◆ **Text to read**

Saturday, July 13, 2013

Carbon Cost of our Trip - Part 1

Our plans for the first part of our trip are set (we’ll blog more about that in the next few days).  We know the flights we’ll be taking to get from Minneapolis to Costa Rica to Peru to The Galapagos and then back to Minneapolis in mid-November.  We have plans to rent a 4WD vehicle in Costa Rica for about 3 ½ weeks so we can explore Manuel Antonio National Park and the Peninsula de Osa area.

I used the carbon footprint calculator at terrapass to calculate the carbon footprint for this part of our trip (

I plugged in each flight we are taking, and for the four of us, the flights are estimated at 41,097 miles, generating 20,341 lbs of CO2.  

To calculate the footprint of the rental car, I figured we’d drive about 750 miles while we have it. I plugged in an estimate of 30 MPG for the Daihatsu Terios we'll be renting; it's fairly straightforward to figure out our carbon footprint based on driving. However, it's not nearly as simple to calculate the carbon created by other shared transport we’ll be using.  For example, I haven’t found a way to calculate the carbon emissions of the 16 person “cruise” we’ll be taking in the Galapagos.  In Peru, we’ll be going by small bus, then river boat, to get into the Manu rainforest.  So, I used 4000 miles driven for the rental car, hoping the additional 3250 miles would be a reasonable approximation for other transportation we'll be using.  The total amount of CO2 based on 4000 miles is 2,589 lbs.

It’s pretty interesting that the air travel dominates the calculation.  Note that we didn’t calculate home energy for the places we'll stay as that seems nearly impossible to do. However, we already offset our home on an annual basis, which we'll continue to do even though we won't be using it ourselves. It seems reasonable that the amount for our home will "cover" us during our trip.

Net cost to offset part 1 of our trip is $136.85, as you can see below. Offsetting part 2 of the trip will come later as those plans get more specific.

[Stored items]
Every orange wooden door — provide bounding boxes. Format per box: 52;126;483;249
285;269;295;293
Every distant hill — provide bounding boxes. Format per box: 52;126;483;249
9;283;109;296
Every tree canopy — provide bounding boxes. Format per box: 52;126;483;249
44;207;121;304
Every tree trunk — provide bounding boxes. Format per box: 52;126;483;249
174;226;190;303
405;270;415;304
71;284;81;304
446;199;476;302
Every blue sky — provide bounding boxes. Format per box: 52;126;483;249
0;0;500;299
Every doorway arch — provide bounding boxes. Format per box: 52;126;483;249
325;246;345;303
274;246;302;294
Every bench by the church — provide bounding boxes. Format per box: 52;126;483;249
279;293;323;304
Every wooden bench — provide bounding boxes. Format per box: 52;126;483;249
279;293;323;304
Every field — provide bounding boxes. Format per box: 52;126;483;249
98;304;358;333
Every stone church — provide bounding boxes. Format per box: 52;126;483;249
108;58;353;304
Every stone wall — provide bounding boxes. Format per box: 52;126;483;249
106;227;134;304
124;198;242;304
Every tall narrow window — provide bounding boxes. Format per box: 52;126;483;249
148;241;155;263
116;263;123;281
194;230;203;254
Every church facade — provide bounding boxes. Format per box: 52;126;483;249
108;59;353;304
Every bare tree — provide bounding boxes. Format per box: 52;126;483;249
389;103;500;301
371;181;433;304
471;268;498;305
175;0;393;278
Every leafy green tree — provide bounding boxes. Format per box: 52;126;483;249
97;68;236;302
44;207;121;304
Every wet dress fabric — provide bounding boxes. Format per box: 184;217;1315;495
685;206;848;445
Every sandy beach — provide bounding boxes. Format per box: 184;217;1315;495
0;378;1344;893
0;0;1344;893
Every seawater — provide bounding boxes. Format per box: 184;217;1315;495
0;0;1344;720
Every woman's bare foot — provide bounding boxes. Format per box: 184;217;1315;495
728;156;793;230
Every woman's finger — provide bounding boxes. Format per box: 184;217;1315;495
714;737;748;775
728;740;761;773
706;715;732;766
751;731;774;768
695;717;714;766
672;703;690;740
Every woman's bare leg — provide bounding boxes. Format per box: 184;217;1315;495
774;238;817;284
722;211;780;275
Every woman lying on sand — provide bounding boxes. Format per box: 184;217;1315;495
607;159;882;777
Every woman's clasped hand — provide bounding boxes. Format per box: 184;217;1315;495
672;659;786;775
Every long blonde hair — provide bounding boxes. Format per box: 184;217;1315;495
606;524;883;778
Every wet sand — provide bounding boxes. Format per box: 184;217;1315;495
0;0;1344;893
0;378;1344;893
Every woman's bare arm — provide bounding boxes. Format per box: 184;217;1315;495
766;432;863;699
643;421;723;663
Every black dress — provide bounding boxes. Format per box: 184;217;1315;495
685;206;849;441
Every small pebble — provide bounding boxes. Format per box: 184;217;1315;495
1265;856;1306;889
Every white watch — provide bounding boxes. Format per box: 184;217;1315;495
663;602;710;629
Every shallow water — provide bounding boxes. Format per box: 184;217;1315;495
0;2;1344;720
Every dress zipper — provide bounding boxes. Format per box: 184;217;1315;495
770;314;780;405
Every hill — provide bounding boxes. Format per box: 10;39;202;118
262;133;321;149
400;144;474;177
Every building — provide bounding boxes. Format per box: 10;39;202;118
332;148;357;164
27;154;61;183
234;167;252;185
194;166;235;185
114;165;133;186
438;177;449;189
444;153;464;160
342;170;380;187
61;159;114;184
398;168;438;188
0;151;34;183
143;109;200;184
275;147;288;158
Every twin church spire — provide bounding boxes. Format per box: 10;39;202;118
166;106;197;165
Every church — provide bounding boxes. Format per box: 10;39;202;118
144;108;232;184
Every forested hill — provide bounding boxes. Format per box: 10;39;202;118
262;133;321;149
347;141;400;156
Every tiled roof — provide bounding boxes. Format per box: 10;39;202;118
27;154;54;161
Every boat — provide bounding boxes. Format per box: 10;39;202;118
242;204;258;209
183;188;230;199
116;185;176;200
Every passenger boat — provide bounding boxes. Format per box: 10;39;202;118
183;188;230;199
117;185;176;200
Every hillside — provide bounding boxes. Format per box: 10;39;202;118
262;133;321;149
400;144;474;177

◆ **Written problem 1**
Translate this sentence from the blog post about the trip's carbon cost into Spanish: "It’s pretty interesting that the air travel dominates the calculation."
◆ **Written problem 2**
Recast the records from the line containing "Every tall narrow" through the line containing "606;524;883;778", inclusive, as a numbered list.

◆ **Written answer 1**
Es bastante interesante que los viajes en avión dominen el cálculo.

◆ **Written answer 2**
1. Every tall narrow window — provide bounding boxes. Format per box: 52;126;483;249
2. 148;241;155;263
3. 116;263;123;281
4. 194;230;203;254
5. Every church facade — provide bounding boxes. Format per box: 52;126;483;249
6. 108;59;353;304
7. Every bare tree — provide bounding boxes. Format per box: 52;126;483;249
8. 389;103;500;301
9. 371;181;433;304
10. 471;268;498;305
11. 175;0;393;278
12. Every leafy green tree — provide bounding boxes. Format per box: 52;126;483;249
13. 97;68;236;302
14. 44;207;121;304
15. Every wet dress fabric — provide bounding boxes. Format per box: 184;217;1315;495
16. 685;206;848;445
17. Every sandy beach — provide bounding boxes. Format per box: 184;217;1315;495
18. 0;378;1344;893
19. 0;0;1344;893
20. Every seawater — provide bounding boxes. Format per box: 184;217;1315;495
21. 0;0;1344;720
22. Every woman's bare foot — provide bounding boxes. Format per box: 184;217;1315;495
23. 728;156;793;230
24. Every woman's finger — provide bounding boxes. Format per box: 184;217;1315;495
25. 714;737;748;775
26. 728;740;761;773
27. 706;715;732;766
28. 751;731;774;768
29. 695;717;714;766
30. 672;703;690;740
31. Every woman's bare leg — provide bounding boxes. Format per box: 184;217;1315;495
32. 774;238;817;284
33. 722;211;780;275
34. Every woman lying on sand — provide bounding boxes. Format per box: 184;217;1315;495
35. 607;159;882;777
36. Every woman's clasped hand — provide bounding boxes. Format per box: 184;217;1315;495
37. 672;659;786;775
38. Every long blonde hair — provide bounding boxes. Format per box: 184;217;1315;495
39. 606;524;883;778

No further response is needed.